Texto do exercício:

-.-.-

Crise institucional

Por
Alexandre Garcia – Gazeta do Povo

Estátua da Justiça Supremo Ttribunal Federal A Justiça é uma escultura localizada em frente ao prédio do Supremo Tribunal Federal, em Brasília, feita em 1961 pelo artista plástico mineiro Alfredo Ceschiatti. Publicado em 21/11/2019 –


Símbolo da Justiça, em frente ao Supremo Tribunal Federal, em Brasília| Foto: Fabio Rodrigues Pozzebom/Agência Brasil

O trágico incidente em Foz do Iguaçu mostra o quanto os ânimos estão acirrados por causa da eleição de outubro. Muita gente alerta para o risco de uma ruptura institucional. Gente que deve estar em outro país, porque rupturas institucionais estão ocorrendo na cara de todos nós. A primeira foi em 31 de agosto de 2016, quando a presidente foi condenada, mas não respeitaram o parágrafo único do artigo 52 da Constituição, pelo qual presidente condenado fica inabilitado de exercer função pública por oito anos. Presidia a sessão de julgamento no Senado o próprio presidente do Supremo, tribunal guardião da Constituição. Depois disso, infringiram até cláusulas pétreas do artigo 5.º, em que direitos e garantias fundamentais foram cancelados, a despeito de o artigo 60 proibir sua abolição.

Além disso, o artigo 53, sobre a inviolabilidade de senadores e deputados por quaisquer palavras, foi para o lixo, assim como o artigo 220, que trata da liberdade de expressão por qualquer processo e a vedação da censura. E, culminando, veio o “inquérito do fim do mundo”, assim chamado pelo dissidente ministro Marco Aurélio, que deixa perplexo quem pensa que é pedra de toque do direito o devido processo legal. No inquérito, quem se sente vítima ou ofendido é quem investiga, denuncia, julga e pune, seja quem for, mesmo sem ter foro no Supremo. Tudo isso sem falar nas intromissões em outros poderes, como mandar o Senado abrir CPI ou proibir o chefe de governo de nomear um subordinado.

-.-.-

Tarefa 1:
Responda com base no texto sobre a crise institucional:
(a) Em que ano e por qual artista foi feita a escultura da Justiça em frente ao Supremo Tribunal Federal?
(b) Em que data, segundo o texto, ocorreu a primeira ruptura institucional?
(c) Quem deu ao inquérito o nome de “inquérito do fim do mundo”?
Tarefa 2:
Transcreva do texto sobre a crise institucional o trecho entre "O trágico incidente" e "proibir sua abolição.", incluindo as duas partes.

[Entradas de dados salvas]
-.-.-

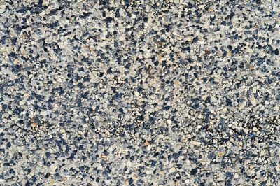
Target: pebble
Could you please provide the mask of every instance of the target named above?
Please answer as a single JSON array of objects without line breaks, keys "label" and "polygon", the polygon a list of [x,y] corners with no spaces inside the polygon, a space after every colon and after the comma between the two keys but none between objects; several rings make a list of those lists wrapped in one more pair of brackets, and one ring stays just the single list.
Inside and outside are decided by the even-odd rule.
[{"label": "pebble", "polygon": [[2,1],[0,185],[278,185],[279,12]]}]

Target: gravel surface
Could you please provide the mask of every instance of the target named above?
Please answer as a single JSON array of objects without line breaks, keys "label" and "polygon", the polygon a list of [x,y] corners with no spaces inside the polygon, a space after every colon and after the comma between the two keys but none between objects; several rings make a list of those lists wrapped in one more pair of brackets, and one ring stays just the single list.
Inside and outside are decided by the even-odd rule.
[{"label": "gravel surface", "polygon": [[278,0],[0,0],[0,185],[280,185]]}]

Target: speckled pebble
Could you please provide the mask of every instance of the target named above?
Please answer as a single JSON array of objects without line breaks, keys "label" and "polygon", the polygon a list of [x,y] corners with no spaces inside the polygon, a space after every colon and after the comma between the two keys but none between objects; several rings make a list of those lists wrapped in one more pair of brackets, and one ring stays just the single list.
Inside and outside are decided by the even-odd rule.
[{"label": "speckled pebble", "polygon": [[1,185],[279,185],[279,1],[0,1]]}]

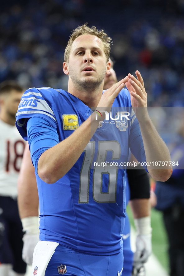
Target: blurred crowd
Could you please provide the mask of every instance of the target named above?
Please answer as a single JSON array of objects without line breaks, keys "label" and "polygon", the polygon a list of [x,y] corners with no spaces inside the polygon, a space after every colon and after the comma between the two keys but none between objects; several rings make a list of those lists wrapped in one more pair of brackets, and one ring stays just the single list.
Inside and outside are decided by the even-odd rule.
[{"label": "blurred crowd", "polygon": [[12,2],[0,10],[0,82],[67,90],[64,49],[71,31],[88,22],[111,37],[119,79],[141,72],[149,106],[184,106],[183,0]]}]

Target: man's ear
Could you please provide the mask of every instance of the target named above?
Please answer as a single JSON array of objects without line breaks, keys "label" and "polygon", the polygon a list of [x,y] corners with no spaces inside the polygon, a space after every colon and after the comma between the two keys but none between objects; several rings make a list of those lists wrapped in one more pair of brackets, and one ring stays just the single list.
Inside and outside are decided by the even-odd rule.
[{"label": "man's ear", "polygon": [[68,65],[67,62],[64,61],[63,64],[63,72],[65,75],[69,75],[69,71],[68,69]]},{"label": "man's ear", "polygon": [[107,63],[107,69],[106,69],[106,73],[107,74],[107,75],[109,75],[109,74],[110,74],[110,71],[111,71],[111,62],[110,61],[108,61],[108,62]]}]

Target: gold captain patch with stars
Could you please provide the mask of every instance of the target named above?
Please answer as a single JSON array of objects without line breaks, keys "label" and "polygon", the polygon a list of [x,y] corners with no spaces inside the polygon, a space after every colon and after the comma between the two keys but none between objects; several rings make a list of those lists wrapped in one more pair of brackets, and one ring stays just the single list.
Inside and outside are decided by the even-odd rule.
[{"label": "gold captain patch with stars", "polygon": [[64,130],[75,130],[78,128],[78,117],[76,114],[63,114],[62,117]]}]

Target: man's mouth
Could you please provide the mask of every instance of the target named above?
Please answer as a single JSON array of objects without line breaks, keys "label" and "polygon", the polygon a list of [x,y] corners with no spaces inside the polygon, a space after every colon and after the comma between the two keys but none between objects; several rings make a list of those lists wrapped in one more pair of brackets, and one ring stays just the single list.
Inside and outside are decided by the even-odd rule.
[{"label": "man's mouth", "polygon": [[93,71],[94,71],[94,70],[92,67],[85,67],[82,71],[84,72],[92,72]]}]

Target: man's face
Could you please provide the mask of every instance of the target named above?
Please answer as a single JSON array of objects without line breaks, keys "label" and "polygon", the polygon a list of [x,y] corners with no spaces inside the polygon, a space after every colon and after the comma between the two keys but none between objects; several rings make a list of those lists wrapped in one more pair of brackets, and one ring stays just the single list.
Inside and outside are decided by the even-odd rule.
[{"label": "man's face", "polygon": [[117,82],[117,78],[115,71],[112,68],[111,68],[110,73],[106,74],[104,79],[103,89],[104,90],[108,89],[115,83]]},{"label": "man's face", "polygon": [[11,117],[14,118],[15,117],[23,93],[23,91],[22,93],[16,90],[12,90],[7,95],[2,96],[2,107],[3,106],[3,108]]},{"label": "man's face", "polygon": [[92,35],[83,35],[73,41],[66,64],[68,71],[64,70],[65,73],[69,74],[77,87],[87,90],[99,86],[110,69],[102,41]]}]

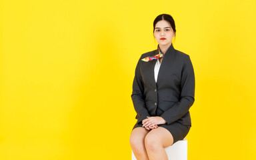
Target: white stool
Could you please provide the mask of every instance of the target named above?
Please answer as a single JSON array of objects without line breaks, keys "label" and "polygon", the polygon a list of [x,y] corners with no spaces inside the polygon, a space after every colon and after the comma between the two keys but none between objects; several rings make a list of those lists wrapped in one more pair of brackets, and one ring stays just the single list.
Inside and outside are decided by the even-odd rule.
[{"label": "white stool", "polygon": [[[169,160],[187,160],[187,140],[185,137],[183,140],[177,141],[173,145],[165,148]],[[131,151],[131,159],[137,160]]]}]

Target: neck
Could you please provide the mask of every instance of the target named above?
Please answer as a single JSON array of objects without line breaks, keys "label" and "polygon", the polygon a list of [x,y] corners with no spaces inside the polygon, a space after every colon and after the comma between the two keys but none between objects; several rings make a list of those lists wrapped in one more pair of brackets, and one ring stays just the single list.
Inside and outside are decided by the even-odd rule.
[{"label": "neck", "polygon": [[171,43],[170,45],[159,45],[160,51],[162,53],[162,54],[164,55],[171,45]]}]

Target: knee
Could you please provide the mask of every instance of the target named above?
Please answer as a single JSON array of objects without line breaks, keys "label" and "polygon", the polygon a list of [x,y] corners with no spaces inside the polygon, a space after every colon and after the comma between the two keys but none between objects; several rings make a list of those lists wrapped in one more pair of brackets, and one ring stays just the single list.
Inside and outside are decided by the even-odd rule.
[{"label": "knee", "polygon": [[155,152],[157,150],[159,150],[159,147],[163,147],[159,143],[159,140],[158,140],[155,136],[150,135],[148,135],[145,137],[145,146],[147,151],[150,152]]},{"label": "knee", "polygon": [[135,135],[131,135],[130,137],[130,145],[133,149],[133,152],[139,152],[143,150],[143,139],[139,136],[136,136]]}]

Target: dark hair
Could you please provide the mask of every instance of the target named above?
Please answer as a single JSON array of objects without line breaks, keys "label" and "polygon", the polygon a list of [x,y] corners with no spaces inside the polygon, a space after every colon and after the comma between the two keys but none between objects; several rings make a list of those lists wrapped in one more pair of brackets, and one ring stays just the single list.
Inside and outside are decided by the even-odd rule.
[{"label": "dark hair", "polygon": [[173,17],[171,17],[170,15],[168,15],[168,14],[159,15],[159,16],[157,16],[155,19],[155,21],[153,23],[153,27],[154,28],[153,30],[153,33],[154,33],[154,31],[155,31],[155,25],[157,23],[158,21],[160,21],[161,20],[165,20],[165,21],[167,21],[167,22],[169,22],[169,23],[170,23],[170,25],[171,26],[171,28],[173,30],[173,32],[176,34],[175,23],[174,22]]}]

-.-.-

Resultado 1:
(a) Em 1961, pelo artista plástico mineiro Alfredo Ceschiatti.
(b) Em 31 de agosto de 2016.
(c) O ministro Marco Aurélio.

Resultado 2:
O trágico incidente em Foz do Iguaçu mostra o quanto os ânimos estão acirrados por causa da eleição de outubro. Muita gente alerta para o risco de uma ruptura institucional. Gente que deve estar em outro país, porque rupturas institucionais estão ocorrendo na cara de todos nós. A primeira foi em 31 de agosto de 2016, quando a presidente foi condenada, mas não respeitaram o parágrafo único do artigo 52 da Constituição, pelo qual presidente condenado fica inabilitado de exercer função pública por oito anos. Presidia a sessão de julgamento no Senado o próprio presidente do Supremo, tribunal guardião da Constituição. Depois disso, infringiram até cláusulas pétreas do artigo 5.º, em que direitos e garantias fundamentais foram cancelados, a despeito de o artigo 60 proibir sua abolição.